Set exercise -
Please reproduce the items below, from their start through the line containing "point(293, 248)" (that line included), character for character. Leave the pictures out of your answer.

>>>

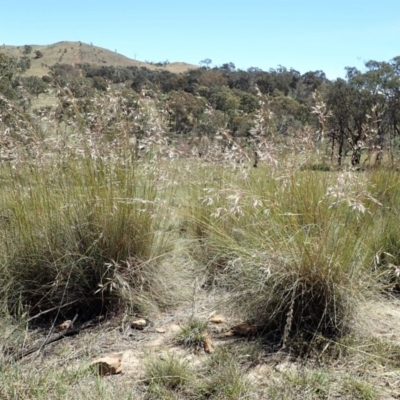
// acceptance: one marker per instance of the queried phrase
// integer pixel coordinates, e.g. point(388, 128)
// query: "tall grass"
point(84, 232)
point(293, 248)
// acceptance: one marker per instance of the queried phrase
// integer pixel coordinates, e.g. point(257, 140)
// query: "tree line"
point(356, 115)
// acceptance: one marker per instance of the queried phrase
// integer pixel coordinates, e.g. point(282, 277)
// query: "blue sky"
point(306, 35)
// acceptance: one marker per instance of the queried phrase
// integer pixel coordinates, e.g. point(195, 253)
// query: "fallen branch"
point(70, 331)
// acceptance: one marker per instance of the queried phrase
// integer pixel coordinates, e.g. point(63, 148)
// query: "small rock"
point(108, 365)
point(244, 329)
point(65, 325)
point(217, 319)
point(139, 324)
point(207, 344)
point(174, 328)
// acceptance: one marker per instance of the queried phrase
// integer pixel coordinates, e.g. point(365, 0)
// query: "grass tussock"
point(85, 233)
point(296, 249)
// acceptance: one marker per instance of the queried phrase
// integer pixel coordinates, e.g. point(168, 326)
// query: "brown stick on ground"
point(70, 331)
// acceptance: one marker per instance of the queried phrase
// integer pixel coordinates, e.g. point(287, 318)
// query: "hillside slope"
point(77, 52)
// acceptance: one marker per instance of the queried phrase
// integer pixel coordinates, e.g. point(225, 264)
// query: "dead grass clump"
point(298, 260)
point(85, 235)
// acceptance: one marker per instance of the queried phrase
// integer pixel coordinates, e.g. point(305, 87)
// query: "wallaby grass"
point(92, 223)
point(193, 333)
point(294, 247)
point(87, 233)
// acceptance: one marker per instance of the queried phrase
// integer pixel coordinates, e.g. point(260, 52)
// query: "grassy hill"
point(77, 52)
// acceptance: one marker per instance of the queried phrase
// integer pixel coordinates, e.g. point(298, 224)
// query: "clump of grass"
point(300, 384)
point(224, 377)
point(360, 389)
point(167, 375)
point(83, 234)
point(193, 333)
point(296, 247)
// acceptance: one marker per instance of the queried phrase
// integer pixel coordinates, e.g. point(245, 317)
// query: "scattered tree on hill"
point(27, 49)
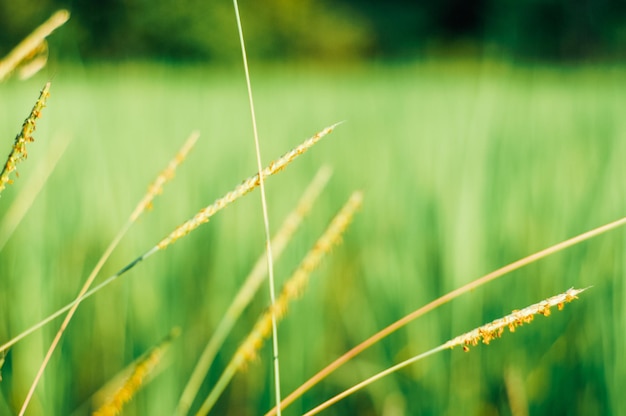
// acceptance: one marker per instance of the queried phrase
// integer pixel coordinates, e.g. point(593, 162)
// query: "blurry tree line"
point(324, 29)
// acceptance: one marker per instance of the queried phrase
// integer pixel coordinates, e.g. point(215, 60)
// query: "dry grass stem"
point(249, 288)
point(495, 329)
point(200, 218)
point(146, 202)
point(329, 369)
point(266, 220)
point(142, 370)
point(31, 45)
point(242, 189)
point(156, 188)
point(484, 334)
point(18, 152)
point(294, 287)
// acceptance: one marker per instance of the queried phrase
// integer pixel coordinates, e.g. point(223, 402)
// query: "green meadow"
point(465, 167)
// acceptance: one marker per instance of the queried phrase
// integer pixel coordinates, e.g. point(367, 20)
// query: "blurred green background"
point(478, 134)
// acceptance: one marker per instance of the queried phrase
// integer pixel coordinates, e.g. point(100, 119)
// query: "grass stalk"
point(145, 203)
point(200, 218)
point(24, 200)
point(485, 333)
point(31, 43)
point(292, 290)
point(329, 369)
point(266, 221)
point(18, 151)
point(143, 368)
point(249, 288)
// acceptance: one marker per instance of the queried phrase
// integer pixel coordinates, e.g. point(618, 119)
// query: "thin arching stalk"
point(266, 221)
point(329, 369)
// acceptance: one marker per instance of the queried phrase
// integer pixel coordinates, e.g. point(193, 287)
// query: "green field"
point(464, 166)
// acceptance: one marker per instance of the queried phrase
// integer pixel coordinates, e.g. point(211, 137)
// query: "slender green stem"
point(268, 242)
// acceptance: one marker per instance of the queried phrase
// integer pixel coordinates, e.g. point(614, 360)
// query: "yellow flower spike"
point(18, 152)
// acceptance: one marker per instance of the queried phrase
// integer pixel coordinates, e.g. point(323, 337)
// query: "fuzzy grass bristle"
point(486, 333)
point(294, 287)
point(18, 152)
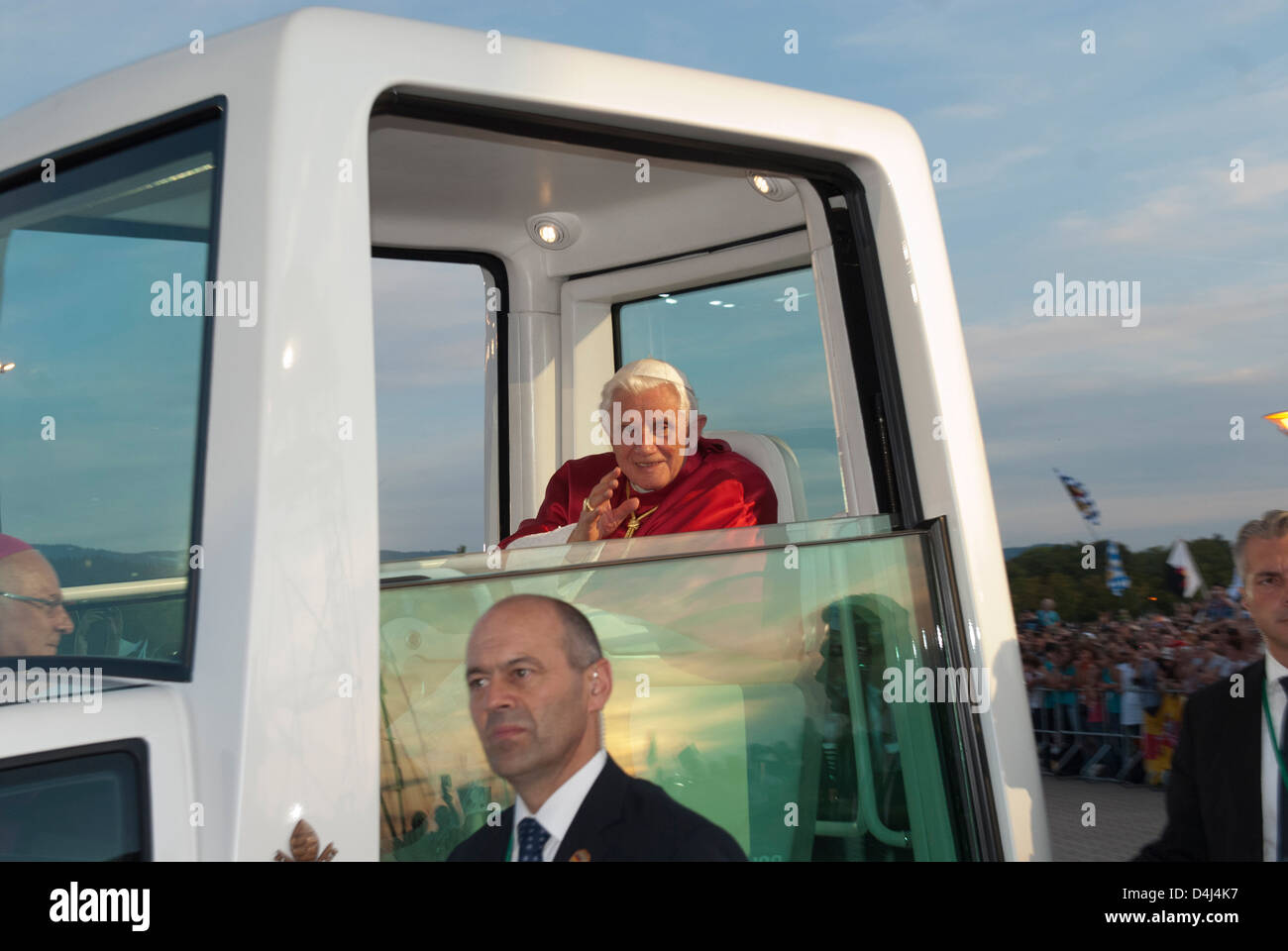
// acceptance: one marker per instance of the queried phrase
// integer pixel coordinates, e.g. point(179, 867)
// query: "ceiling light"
point(554, 231)
point(771, 185)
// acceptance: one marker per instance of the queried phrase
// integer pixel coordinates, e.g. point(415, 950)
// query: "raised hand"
point(601, 519)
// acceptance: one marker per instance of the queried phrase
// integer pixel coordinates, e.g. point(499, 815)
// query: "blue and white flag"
point(1116, 577)
point(1081, 497)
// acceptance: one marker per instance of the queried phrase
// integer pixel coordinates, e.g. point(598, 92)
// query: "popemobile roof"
point(284, 63)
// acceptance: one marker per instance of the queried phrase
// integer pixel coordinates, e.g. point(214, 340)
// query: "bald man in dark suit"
point(537, 682)
point(1228, 800)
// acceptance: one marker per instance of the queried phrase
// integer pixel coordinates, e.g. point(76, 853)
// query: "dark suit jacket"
point(1214, 804)
point(621, 817)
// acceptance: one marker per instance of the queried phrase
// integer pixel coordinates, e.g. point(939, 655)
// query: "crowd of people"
point(1108, 694)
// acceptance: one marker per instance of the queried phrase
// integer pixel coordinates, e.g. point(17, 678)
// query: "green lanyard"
point(1274, 741)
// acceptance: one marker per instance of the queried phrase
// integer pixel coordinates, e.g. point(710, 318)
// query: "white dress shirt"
point(558, 812)
point(1269, 765)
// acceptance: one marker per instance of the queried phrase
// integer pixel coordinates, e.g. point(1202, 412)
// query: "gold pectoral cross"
point(634, 521)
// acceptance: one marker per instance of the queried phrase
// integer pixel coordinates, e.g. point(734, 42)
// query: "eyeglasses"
point(51, 606)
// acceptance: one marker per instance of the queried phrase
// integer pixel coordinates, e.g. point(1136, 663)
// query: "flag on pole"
point(1081, 497)
point(1116, 578)
point(1185, 579)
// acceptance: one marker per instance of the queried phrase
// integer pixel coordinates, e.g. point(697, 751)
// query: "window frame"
point(494, 268)
point(136, 748)
point(213, 111)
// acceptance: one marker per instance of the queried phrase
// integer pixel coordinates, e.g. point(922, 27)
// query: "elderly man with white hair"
point(661, 476)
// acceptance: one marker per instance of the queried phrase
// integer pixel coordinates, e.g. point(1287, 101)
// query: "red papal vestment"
point(715, 488)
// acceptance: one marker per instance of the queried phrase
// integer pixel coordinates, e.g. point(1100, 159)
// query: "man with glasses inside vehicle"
point(33, 617)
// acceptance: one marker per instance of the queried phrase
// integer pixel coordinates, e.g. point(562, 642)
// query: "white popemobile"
point(214, 266)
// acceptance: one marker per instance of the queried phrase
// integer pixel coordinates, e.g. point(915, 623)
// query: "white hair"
point(645, 373)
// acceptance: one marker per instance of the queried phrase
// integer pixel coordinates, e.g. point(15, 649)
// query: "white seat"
point(777, 461)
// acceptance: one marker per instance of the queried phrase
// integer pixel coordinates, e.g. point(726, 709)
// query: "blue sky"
point(1106, 166)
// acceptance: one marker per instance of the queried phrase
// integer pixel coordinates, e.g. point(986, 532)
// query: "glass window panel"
point(99, 414)
point(430, 342)
point(82, 809)
point(765, 671)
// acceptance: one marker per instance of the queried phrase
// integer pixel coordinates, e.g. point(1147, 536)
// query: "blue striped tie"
point(532, 840)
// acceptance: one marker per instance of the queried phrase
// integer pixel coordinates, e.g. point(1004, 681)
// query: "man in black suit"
point(537, 682)
point(1229, 792)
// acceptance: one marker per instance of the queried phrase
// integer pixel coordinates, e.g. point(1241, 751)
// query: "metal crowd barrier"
point(1060, 735)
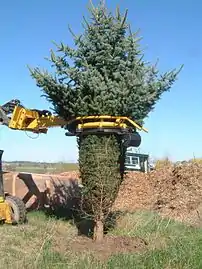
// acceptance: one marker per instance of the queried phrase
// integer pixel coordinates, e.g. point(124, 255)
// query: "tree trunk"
point(98, 234)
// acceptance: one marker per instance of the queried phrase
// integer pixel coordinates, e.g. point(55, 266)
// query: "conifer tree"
point(105, 74)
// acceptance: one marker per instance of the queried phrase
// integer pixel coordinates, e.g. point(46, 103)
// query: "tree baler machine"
point(17, 117)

<<<

Response -
// acceptance: one marker per instance of the queried phrase
// integer pixel coordinates, e.g. point(388, 128)
// query: "tall grass"
point(84, 232)
point(293, 248)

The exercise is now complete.